PROBLEM REQUIREMENTS >> Please copy every line of the data below word for word, omitting the pictures from your answer.

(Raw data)
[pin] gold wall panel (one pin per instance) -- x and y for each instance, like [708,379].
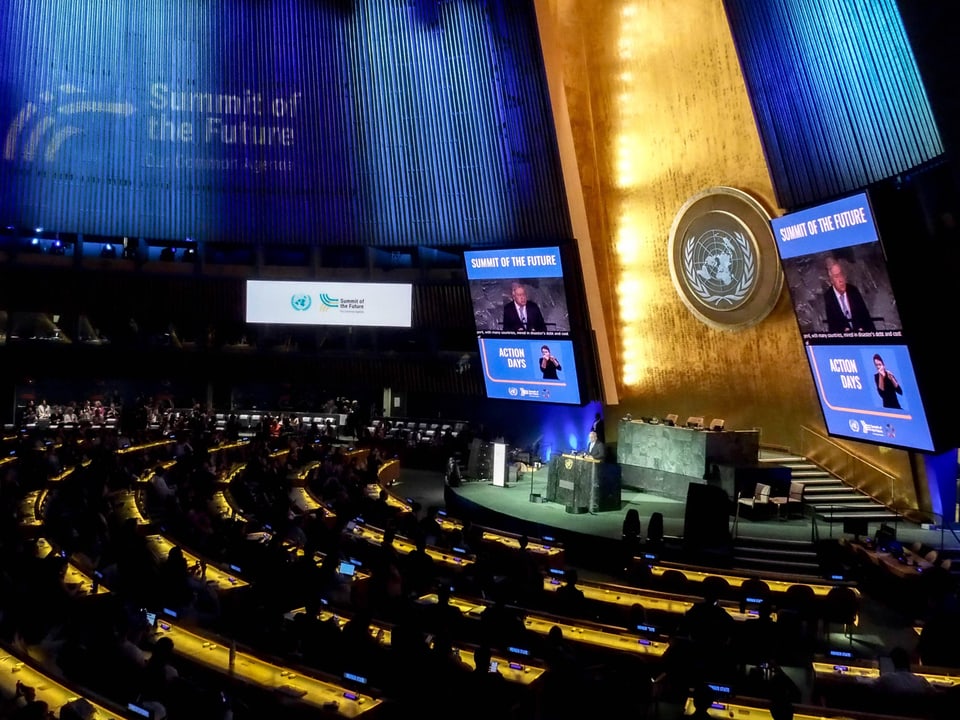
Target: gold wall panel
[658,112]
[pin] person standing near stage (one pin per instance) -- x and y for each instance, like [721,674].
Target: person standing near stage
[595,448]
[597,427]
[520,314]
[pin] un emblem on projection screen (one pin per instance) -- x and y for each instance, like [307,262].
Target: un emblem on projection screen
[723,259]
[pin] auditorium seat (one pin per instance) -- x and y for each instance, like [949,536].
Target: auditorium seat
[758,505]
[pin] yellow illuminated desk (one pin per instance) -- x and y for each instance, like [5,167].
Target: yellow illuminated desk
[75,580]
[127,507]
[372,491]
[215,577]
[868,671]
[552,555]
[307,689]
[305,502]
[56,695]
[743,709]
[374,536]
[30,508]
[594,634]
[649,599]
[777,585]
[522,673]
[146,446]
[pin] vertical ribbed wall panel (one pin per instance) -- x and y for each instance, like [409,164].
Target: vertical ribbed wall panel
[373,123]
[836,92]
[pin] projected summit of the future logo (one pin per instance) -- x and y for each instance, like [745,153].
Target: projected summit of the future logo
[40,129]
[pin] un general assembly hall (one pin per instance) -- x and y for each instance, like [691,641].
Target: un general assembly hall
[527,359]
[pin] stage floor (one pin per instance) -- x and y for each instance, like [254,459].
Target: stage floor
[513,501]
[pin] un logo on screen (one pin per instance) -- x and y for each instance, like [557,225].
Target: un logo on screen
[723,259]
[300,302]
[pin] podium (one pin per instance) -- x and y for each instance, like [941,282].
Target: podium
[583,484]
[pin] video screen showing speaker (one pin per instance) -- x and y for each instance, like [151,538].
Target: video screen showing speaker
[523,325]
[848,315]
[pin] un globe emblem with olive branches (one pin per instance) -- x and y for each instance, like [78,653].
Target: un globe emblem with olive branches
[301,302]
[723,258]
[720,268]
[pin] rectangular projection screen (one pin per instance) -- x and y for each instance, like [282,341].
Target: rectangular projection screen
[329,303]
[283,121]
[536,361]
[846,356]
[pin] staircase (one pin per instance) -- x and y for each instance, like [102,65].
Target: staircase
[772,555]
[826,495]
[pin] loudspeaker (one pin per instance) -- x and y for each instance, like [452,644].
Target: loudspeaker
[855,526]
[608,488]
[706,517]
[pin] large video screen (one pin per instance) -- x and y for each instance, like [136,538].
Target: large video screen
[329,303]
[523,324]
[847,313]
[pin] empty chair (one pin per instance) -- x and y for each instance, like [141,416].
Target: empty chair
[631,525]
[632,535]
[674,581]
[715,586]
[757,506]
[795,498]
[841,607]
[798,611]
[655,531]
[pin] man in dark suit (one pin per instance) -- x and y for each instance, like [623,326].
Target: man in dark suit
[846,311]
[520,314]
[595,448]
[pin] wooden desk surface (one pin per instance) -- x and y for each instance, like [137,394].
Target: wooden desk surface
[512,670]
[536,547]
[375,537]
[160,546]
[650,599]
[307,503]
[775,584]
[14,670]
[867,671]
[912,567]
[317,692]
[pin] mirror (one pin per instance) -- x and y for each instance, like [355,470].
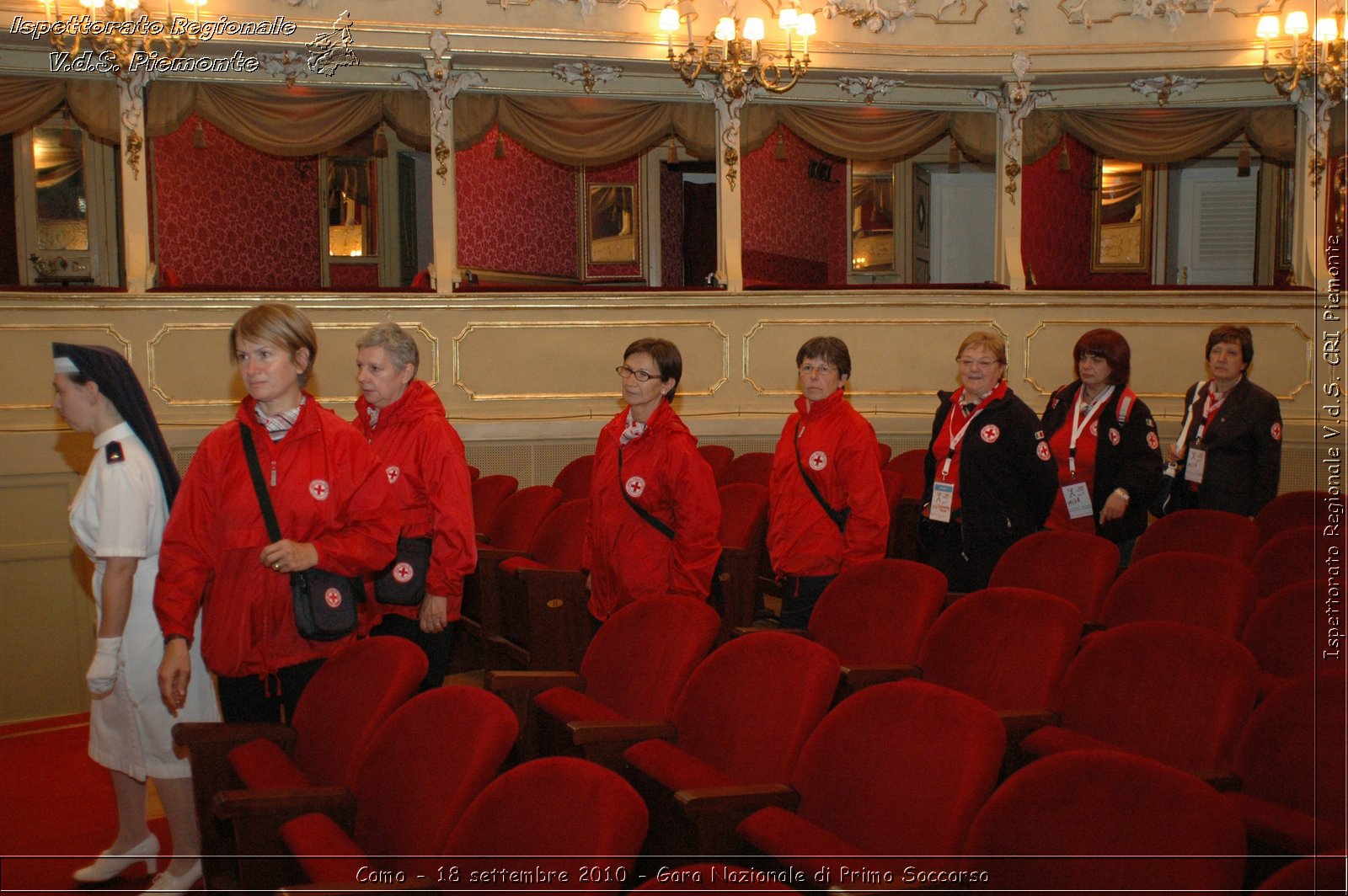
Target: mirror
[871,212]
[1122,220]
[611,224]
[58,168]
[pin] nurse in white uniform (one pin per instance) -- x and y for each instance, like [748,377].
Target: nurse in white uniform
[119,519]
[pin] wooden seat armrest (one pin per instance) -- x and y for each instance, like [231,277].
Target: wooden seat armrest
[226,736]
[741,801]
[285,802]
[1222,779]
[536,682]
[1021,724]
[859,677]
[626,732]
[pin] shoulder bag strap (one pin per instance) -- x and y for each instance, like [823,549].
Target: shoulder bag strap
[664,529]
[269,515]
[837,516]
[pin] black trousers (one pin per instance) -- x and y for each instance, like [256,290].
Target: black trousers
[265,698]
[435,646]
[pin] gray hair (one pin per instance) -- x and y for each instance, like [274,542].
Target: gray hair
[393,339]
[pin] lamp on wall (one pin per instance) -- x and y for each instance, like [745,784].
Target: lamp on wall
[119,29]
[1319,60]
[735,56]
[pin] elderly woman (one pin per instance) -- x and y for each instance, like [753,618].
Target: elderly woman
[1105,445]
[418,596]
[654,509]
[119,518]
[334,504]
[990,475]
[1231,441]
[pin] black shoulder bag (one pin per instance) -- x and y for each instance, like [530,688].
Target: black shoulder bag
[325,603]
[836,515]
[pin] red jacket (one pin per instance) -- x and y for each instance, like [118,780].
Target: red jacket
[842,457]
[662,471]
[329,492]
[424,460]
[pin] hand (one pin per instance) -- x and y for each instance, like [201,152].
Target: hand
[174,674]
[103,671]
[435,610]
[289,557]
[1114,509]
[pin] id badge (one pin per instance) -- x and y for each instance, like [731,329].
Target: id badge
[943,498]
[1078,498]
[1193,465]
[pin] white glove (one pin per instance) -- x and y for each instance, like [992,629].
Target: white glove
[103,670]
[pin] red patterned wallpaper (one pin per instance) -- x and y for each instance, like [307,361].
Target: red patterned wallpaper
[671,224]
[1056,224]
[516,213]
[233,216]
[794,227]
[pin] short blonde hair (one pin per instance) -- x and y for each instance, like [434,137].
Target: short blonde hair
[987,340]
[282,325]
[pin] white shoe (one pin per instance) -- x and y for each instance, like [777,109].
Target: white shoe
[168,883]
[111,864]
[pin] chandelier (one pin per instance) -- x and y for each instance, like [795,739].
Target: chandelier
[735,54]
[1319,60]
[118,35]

RESULT OF THE EXERCISE >>
[pin] gold wall panel (one pin per instance) -- x and y for each instance, like [708,379].
Target: gold wall panel
[658,112]
[pin] person standing near stage (one pin per instance) -- x and y for each instance, like [721,674].
Target: person standing near stage
[595,448]
[597,427]
[520,314]
[pin] un emblem on projection screen (one pin per instance) -- x and y for each instance, like [307,262].
Target: un emblem on projection screen
[723,259]
[pin] auditorium seat (one pin per instance) -- x and y for each instance, like [949,536].
Target: auditorium seat
[758,505]
[pin] yellow illuminated desk (one pin per instance) -- x and y for each instance, like [5,167].
Target: yellow illuminated desk
[75,580]
[127,507]
[372,491]
[215,577]
[868,671]
[552,555]
[307,689]
[305,502]
[56,695]
[743,709]
[374,536]
[30,508]
[594,634]
[649,599]
[777,585]
[522,673]
[146,446]
[pin] vertical ribbed wall panel (one pin per instance) -- x and y for each instance, like [409,164].
Target: vertical ribbed wall panel
[373,123]
[836,92]
[pin] projected summit of the future logo (one pin per instance) -- x and y for each instance, like [745,153].
Target: projected summit of the future logo
[40,129]
[pin] un general assembly hall (one pin per instance) -- x and y for each instance, like [691,641].
Target: un general assembly hall
[527,359]
[pin] stage floor (one pin per instance) -- x and y for each instance, like [254,459].
Target: stage floor
[513,501]
[pin] un logo on screen (one pin per instance) -- x and y for each instance, like [557,225].
Target: un logo on screen
[723,259]
[300,302]
[pin] podium (one pin per instance) -- x and y for each instance, like [941,282].
Target: podium
[583,484]
[pin] video screen showing speaker (one pin per instance) -- x and y for each instance, like [151,538].
Target: video screen showing speaker
[523,325]
[848,315]
[pin] un globe emblem with olive branches (one pin per instance) -- x and y for each instance, like [78,653].
Target: un globe emblem with olive branches
[301,302]
[723,258]
[720,268]
[pin] rectangular projection screen (one pin per instance) -- x and y for each instance, like [282,341].
Target: rectangular projection screen
[329,303]
[283,121]
[536,361]
[846,356]
[pin] staircase (one pin per instance) -- x and y for each instance, like [102,65].
Target: staircase
[772,555]
[826,495]
[pin] loudspeaker (one pin per instance) -- x and y for each instance, like [452,644].
Target: loudspeaker
[855,526]
[608,488]
[706,517]
[pin] large video screen (one pin per instance) -- x and y for each instance, like [136,538].
Target: large video screen
[329,303]
[523,324]
[847,313]
[pin] empty chair (one pin per instance) -- x and y for each instance, like [141,416].
Target: empty chair
[631,525]
[632,535]
[674,581]
[715,586]
[757,506]
[795,498]
[841,607]
[798,611]
[655,531]
[pin] man in dark suit (one pin per instance) -- x and y for each instance, like [623,326].
Target: man in dark suit
[846,311]
[520,314]
[595,448]
[pin] wooden desk surface (one pin per instance) -- x and y for each instance, like [137,394].
Target: wooden desk surface
[512,670]
[536,547]
[375,537]
[160,546]
[650,599]
[307,503]
[775,584]
[14,670]
[867,671]
[912,567]
[317,692]
[pin] mirror (one pin per instance) -- x and y for each instance, like [355,470].
Target: mirror
[871,212]
[1122,220]
[611,224]
[58,168]
[pin] nurse in white uniform (one pin per instance) -- x and y for each instance, like [748,377].
Target: nurse in white uniform
[119,519]
[pin] wooden seat armrest (one pin per instance) -- x and y for each instance, like [231,277].
Target: wooden seat armrest
[226,736]
[741,801]
[285,802]
[1222,779]
[536,682]
[1021,724]
[859,677]
[626,732]
[pin] shoulder bag strap (one pin per instance) -- x and y for each instance, like [823,549].
Target: shoulder bag strap
[664,529]
[269,515]
[837,516]
[pin] black trousers (one pin per instance) -- x and y for each instance, like [256,290].
Target: black trousers
[265,698]
[435,646]
[pin] gray hair (one pin per instance) -- x and y for each instance, like [274,542].
Target: gray hair
[393,339]
[pin] lamp on wall (one pin per instance) -- x and y for each instance, like [745,784].
Target: lamp on wall
[119,29]
[1319,60]
[735,56]
[pin] elderly woman (one pin per instance) -- x and y for each instance, like [753,618].
Target: elderly woman
[1105,445]
[418,596]
[654,509]
[119,518]
[334,504]
[990,475]
[1231,441]
[pin] black shoulder bag (one pin per instance) -- x and y for each instance, like [530,688].
Target: black shoulder bag
[325,603]
[836,515]
[pin] red jacket (one pin per instance) -- x and y for each instance, like [118,780].
Target: red jacket
[842,457]
[662,471]
[329,492]
[424,460]
[pin] hand (one pin per instance) -- x and y for each instance, like [201,152].
Target: hand
[174,674]
[103,671]
[435,610]
[289,557]
[1114,509]
[pin] id badge (one pin per instance) -- x and y for each instance, like [731,329].
Target: id badge
[943,498]
[1078,498]
[1193,465]
[pin] white glove (one pin per instance) -- x and y for each instance, like [992,629].
Target: white glove
[103,670]
[pin] red patterned wallpaper (one pin per instance) -- x and y for each instance, like [307,361].
Target: red patterned wallpaper
[671,224]
[1056,224]
[516,213]
[233,216]
[794,227]
[pin] short blonde hair (one pin per instance) -- x and y for each instance, like [434,137].
Target: short blonde hair
[987,340]
[282,325]
[pin] white shoe (one pin per instance) -- x and y for each instance, like [777,109].
Target: white shoe
[168,883]
[111,864]
[pin] chandelier (one pin per instance) -- x and y for each instance, like [795,739].
Target: chandelier
[735,54]
[1319,60]
[118,35]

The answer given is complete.